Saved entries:
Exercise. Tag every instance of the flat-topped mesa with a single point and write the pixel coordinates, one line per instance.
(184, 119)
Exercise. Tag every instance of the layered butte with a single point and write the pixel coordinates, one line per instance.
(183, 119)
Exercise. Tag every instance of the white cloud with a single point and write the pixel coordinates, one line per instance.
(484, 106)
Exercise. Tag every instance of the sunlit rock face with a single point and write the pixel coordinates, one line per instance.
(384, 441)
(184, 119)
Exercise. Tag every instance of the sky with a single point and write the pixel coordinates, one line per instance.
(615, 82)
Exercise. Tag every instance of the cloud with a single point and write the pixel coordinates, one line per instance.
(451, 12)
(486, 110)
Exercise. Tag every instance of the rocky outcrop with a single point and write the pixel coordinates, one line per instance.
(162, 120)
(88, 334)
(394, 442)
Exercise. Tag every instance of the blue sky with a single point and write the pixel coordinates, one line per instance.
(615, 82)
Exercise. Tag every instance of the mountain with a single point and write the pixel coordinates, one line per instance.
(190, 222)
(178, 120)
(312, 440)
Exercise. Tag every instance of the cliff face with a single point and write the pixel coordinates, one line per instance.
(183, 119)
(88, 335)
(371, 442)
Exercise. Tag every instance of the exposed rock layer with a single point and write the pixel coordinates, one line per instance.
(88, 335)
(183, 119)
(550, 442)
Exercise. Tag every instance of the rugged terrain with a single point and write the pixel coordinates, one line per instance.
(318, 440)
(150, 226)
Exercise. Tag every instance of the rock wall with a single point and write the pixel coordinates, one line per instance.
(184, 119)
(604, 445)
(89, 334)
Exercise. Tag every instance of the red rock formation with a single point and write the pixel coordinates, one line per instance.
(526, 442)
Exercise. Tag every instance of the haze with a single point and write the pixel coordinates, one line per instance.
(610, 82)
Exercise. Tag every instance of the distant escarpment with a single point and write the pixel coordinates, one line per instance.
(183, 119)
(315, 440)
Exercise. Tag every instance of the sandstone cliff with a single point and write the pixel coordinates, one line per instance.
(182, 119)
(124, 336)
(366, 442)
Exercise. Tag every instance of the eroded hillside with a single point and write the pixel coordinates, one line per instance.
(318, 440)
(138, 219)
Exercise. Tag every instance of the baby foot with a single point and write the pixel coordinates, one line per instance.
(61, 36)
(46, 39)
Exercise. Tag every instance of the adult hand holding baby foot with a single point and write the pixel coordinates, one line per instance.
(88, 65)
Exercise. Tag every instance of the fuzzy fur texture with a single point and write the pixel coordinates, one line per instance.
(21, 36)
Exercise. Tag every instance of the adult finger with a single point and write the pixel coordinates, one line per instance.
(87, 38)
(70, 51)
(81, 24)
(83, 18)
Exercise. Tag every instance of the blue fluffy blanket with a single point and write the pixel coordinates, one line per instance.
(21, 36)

What you should do
Produce an exact copy of every entry above.

Exercise answer
Exercise. Tag every instance of the flat-topped mesa with a single point and write the pixel coordinates, one line per instance.
(184, 119)
Exercise. Tag every instance of the layered butte with a single point and write the pixel coordinates, one line per instance.
(183, 119)
Exercise. Tag every instance of the white cloud with a single point and write the pixel coordinates, one line per instance.
(484, 106)
Exercise. Tag every instance of the sunlit rock face with a single point and write the pixel coordinates, one line per instance.
(384, 441)
(184, 119)
Exercise. Tag every instance of the sky with a single point and write the pixel coordinates, one line per instance.
(615, 82)
Exercise. Tag every instance of the cloud with a single point and write the pixel coordinates, one line per instance.
(451, 12)
(486, 110)
Exercise. Tag every instance of the rocky outcrop with a single point and write the pixel coordinates, one line per instance.
(162, 120)
(88, 334)
(394, 442)
Exercise. Tag every instance of the blue sky with a single point and write the pixel coordinates, one line per instance.
(615, 82)
Exercise. Tag every instance of the mountain with a single point and write the pixel coordinates, one line per instance.
(190, 222)
(178, 120)
(312, 440)
Exercise. Tag every instance of the cliff face with a single point and write the pixel coordinates, one line per instance.
(183, 119)
(88, 335)
(371, 442)
Exercise. Tag every instance of the exposed rock layer with a single point and write the pixel coordinates, one line per instance.
(88, 335)
(183, 119)
(550, 442)
Exercise. Tag every instance of the rugged terrain with a single point and write the pixel coordinates, one line per instance.
(318, 440)
(150, 226)
Exercise. Tag every instance of the rock wall with a single point and write the pixel coordinates, one line per instance.
(184, 119)
(604, 445)
(89, 334)
Exercise. Tag every instance of the red rock formation with a single point and write the pixel coordinates, one line per instance.
(526, 442)
Exercise. Tag every instance of the haze with a single point and write the pixel coordinates, one line per instance.
(610, 82)
Exercise. Tag every instance of the distant escarpment with a single point and write the pixel coordinates, one line per instance.
(183, 119)
(315, 440)
Exercise. Tag every instance of the sandstone cliff with a single point and write the pixel coordinates, one line per instance.
(182, 119)
(124, 336)
(366, 442)
Exercise. Tag every instance of the eroded hillside with a single point and write the pixel coordinates, one line per instance.
(318, 440)
(138, 219)
Exercise. Tag every instance of the baby foot with a single point and write the pixel coordinates, one line per instance.
(61, 36)
(46, 39)
Exercise. Tag every instance of the adult hand holding baby foot with a single point and write the pixel coordinates, one line per instance.
(88, 65)
Exercise. Tag every instance of the fuzzy fur texture with a single point and write the pixel coordinates, one line per instance.
(21, 36)
Exercise. Tag every instance of the adult finger with a single point and write the pixel coordinates, one line per instance.
(87, 38)
(70, 51)
(81, 24)
(83, 18)
Exercise. Tag every instance of the blue fluffy blanket with a single point and write the pixel coordinates, one line per instance.
(21, 36)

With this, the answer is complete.